(Extracted data entries)
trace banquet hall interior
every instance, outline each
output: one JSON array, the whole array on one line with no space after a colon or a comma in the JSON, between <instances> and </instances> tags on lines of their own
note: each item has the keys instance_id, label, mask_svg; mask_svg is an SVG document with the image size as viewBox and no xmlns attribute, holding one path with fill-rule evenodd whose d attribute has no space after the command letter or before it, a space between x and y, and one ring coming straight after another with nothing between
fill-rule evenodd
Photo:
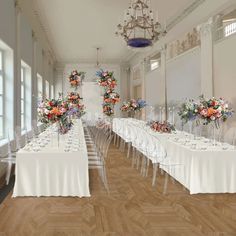
<instances>
[{"instance_id":1,"label":"banquet hall interior","mask_svg":"<svg viewBox=\"0 0 236 236\"><path fill-rule=\"evenodd\" d=\"M235 0L0 0L0 236L235 236L235 91Z\"/></svg>"}]
</instances>

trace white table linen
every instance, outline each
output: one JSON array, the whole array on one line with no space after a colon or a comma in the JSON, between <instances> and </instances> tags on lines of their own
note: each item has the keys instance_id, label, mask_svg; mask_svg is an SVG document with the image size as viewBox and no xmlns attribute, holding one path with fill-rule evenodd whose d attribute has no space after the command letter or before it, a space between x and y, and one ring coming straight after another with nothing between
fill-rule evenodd
<instances>
[{"instance_id":1,"label":"white table linen","mask_svg":"<svg viewBox=\"0 0 236 236\"><path fill-rule=\"evenodd\" d=\"M126 126L130 126L127 129ZM167 151L169 163L179 164L177 168L163 167L173 178L189 189L190 194L197 193L236 193L236 150L229 145L228 150L222 146L214 147L209 140L202 138L194 140L194 145L186 143L184 133L160 134L145 126L144 121L135 119L113 119L113 131L123 139L129 137L132 143L144 136L137 135L135 129L143 128L146 132L157 137ZM133 130L133 131L132 131ZM201 150L200 147L206 147ZM153 160L152 160L153 161Z\"/></svg>"},{"instance_id":2,"label":"white table linen","mask_svg":"<svg viewBox=\"0 0 236 236\"><path fill-rule=\"evenodd\" d=\"M26 147L17 153L13 197L90 197L84 131L80 120L75 123L73 129L78 137L73 139L80 142L78 149L65 152L64 136L60 137L59 148L57 138L52 137L38 152Z\"/></svg>"}]
</instances>

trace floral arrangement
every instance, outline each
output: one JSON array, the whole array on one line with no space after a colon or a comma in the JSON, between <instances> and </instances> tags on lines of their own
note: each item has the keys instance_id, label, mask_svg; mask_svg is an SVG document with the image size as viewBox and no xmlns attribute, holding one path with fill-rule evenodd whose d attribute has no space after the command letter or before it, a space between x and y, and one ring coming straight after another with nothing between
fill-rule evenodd
<instances>
[{"instance_id":1,"label":"floral arrangement","mask_svg":"<svg viewBox=\"0 0 236 236\"><path fill-rule=\"evenodd\" d=\"M224 99L211 98L206 100L204 96L199 97L199 101L189 100L183 103L179 110L182 121L197 120L203 121L204 125L214 122L219 127L219 122L225 122L233 115L234 111L229 107L229 103Z\"/></svg>"},{"instance_id":2,"label":"floral arrangement","mask_svg":"<svg viewBox=\"0 0 236 236\"><path fill-rule=\"evenodd\" d=\"M117 81L114 78L114 72L100 70L97 71L96 75L98 77L97 82L99 86L111 89L114 89L117 86Z\"/></svg>"},{"instance_id":3,"label":"floral arrangement","mask_svg":"<svg viewBox=\"0 0 236 236\"><path fill-rule=\"evenodd\" d=\"M114 77L114 72L100 70L96 73L98 79L97 83L99 86L104 88L103 95L103 113L107 116L114 115L114 107L120 102L120 95L115 92L117 81Z\"/></svg>"},{"instance_id":4,"label":"floral arrangement","mask_svg":"<svg viewBox=\"0 0 236 236\"><path fill-rule=\"evenodd\" d=\"M116 104L120 102L120 95L117 92L114 92L111 89L108 89L104 94L104 102Z\"/></svg>"},{"instance_id":5,"label":"floral arrangement","mask_svg":"<svg viewBox=\"0 0 236 236\"><path fill-rule=\"evenodd\" d=\"M146 106L147 103L143 99L131 99L130 101L124 102L120 110L123 112L137 112L141 111Z\"/></svg>"},{"instance_id":6,"label":"floral arrangement","mask_svg":"<svg viewBox=\"0 0 236 236\"><path fill-rule=\"evenodd\" d=\"M67 95L67 101L69 103L69 116L76 116L77 118L81 118L85 114L85 107L81 103L83 98L80 97L79 93L70 92Z\"/></svg>"},{"instance_id":7,"label":"floral arrangement","mask_svg":"<svg viewBox=\"0 0 236 236\"><path fill-rule=\"evenodd\" d=\"M61 97L58 100L44 99L38 106L39 120L46 125L58 123L59 132L65 134L72 126L72 122L68 119L68 110L68 101Z\"/></svg>"},{"instance_id":8,"label":"floral arrangement","mask_svg":"<svg viewBox=\"0 0 236 236\"><path fill-rule=\"evenodd\" d=\"M83 98L80 97L79 93L76 92L70 92L67 95L67 100L70 101L71 103L77 104L82 100Z\"/></svg>"},{"instance_id":9,"label":"floral arrangement","mask_svg":"<svg viewBox=\"0 0 236 236\"><path fill-rule=\"evenodd\" d=\"M198 108L199 104L195 102L194 100L190 99L183 103L179 109L179 116L180 119L187 123L188 121L193 121L198 117Z\"/></svg>"},{"instance_id":10,"label":"floral arrangement","mask_svg":"<svg viewBox=\"0 0 236 236\"><path fill-rule=\"evenodd\" d=\"M69 93L56 99L43 99L38 105L39 121L45 125L57 123L61 134L67 133L73 125L71 116L80 118L85 114L85 107L78 93Z\"/></svg>"},{"instance_id":11,"label":"floral arrangement","mask_svg":"<svg viewBox=\"0 0 236 236\"><path fill-rule=\"evenodd\" d=\"M85 106L80 103L70 103L68 116L81 118L85 114Z\"/></svg>"},{"instance_id":12,"label":"floral arrangement","mask_svg":"<svg viewBox=\"0 0 236 236\"><path fill-rule=\"evenodd\" d=\"M77 89L84 80L85 72L78 72L77 70L73 70L68 78L71 87Z\"/></svg>"},{"instance_id":13,"label":"floral arrangement","mask_svg":"<svg viewBox=\"0 0 236 236\"><path fill-rule=\"evenodd\" d=\"M171 133L172 131L175 131L175 127L171 125L169 122L159 122L159 121L151 121L148 123L150 128L159 133Z\"/></svg>"},{"instance_id":14,"label":"floral arrangement","mask_svg":"<svg viewBox=\"0 0 236 236\"><path fill-rule=\"evenodd\" d=\"M103 104L103 113L107 116L114 115L114 106L110 103L104 103Z\"/></svg>"},{"instance_id":15,"label":"floral arrangement","mask_svg":"<svg viewBox=\"0 0 236 236\"><path fill-rule=\"evenodd\" d=\"M234 113L232 108L229 107L228 102L222 98L216 99L213 97L206 100L203 96L200 97L198 111L203 124L208 125L211 122L215 122L217 126L220 120L225 122Z\"/></svg>"}]
</instances>

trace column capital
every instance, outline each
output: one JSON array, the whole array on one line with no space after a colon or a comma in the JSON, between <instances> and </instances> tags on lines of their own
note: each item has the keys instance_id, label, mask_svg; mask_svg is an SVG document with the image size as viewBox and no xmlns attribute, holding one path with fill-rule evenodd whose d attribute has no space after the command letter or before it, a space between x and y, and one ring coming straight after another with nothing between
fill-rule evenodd
<instances>
[{"instance_id":1,"label":"column capital","mask_svg":"<svg viewBox=\"0 0 236 236\"><path fill-rule=\"evenodd\" d=\"M15 9L17 13L21 12L21 6L19 0L15 0Z\"/></svg>"},{"instance_id":2,"label":"column capital","mask_svg":"<svg viewBox=\"0 0 236 236\"><path fill-rule=\"evenodd\" d=\"M37 35L36 35L36 33L35 33L35 31L33 31L32 30L32 39L33 39L33 42L37 42L38 40L38 38L37 38Z\"/></svg>"}]
</instances>

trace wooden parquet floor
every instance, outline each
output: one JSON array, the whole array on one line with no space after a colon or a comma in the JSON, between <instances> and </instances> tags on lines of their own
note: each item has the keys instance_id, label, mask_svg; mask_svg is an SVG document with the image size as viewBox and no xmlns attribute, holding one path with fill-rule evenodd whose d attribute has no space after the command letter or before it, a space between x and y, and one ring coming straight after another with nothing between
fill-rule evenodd
<instances>
[{"instance_id":1,"label":"wooden parquet floor","mask_svg":"<svg viewBox=\"0 0 236 236\"><path fill-rule=\"evenodd\" d=\"M110 194L97 171L91 198L16 198L0 205L0 236L236 236L236 195L189 195L164 177L151 187L114 146L109 151Z\"/></svg>"}]
</instances>

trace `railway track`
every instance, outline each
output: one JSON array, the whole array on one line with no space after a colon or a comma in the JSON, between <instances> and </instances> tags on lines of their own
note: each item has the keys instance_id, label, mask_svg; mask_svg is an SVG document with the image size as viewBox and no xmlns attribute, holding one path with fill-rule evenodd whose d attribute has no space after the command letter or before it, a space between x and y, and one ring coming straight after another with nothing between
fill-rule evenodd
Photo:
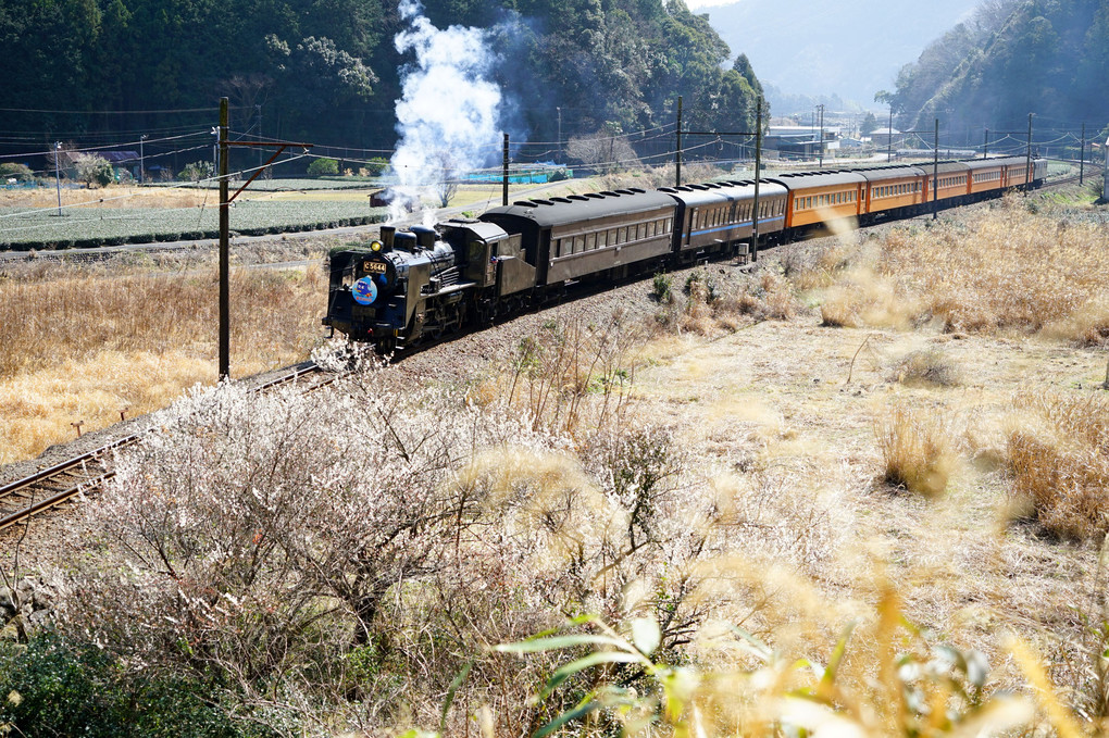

• TASK: Which lines of the material above contain the word "trace"? Copy each of them.

• EXERCISE ANSWER:
trace banquet hall interior
trace white table linen
trace floral arrangement
trace column capital
trace wooden parquet floor
trace `railway track`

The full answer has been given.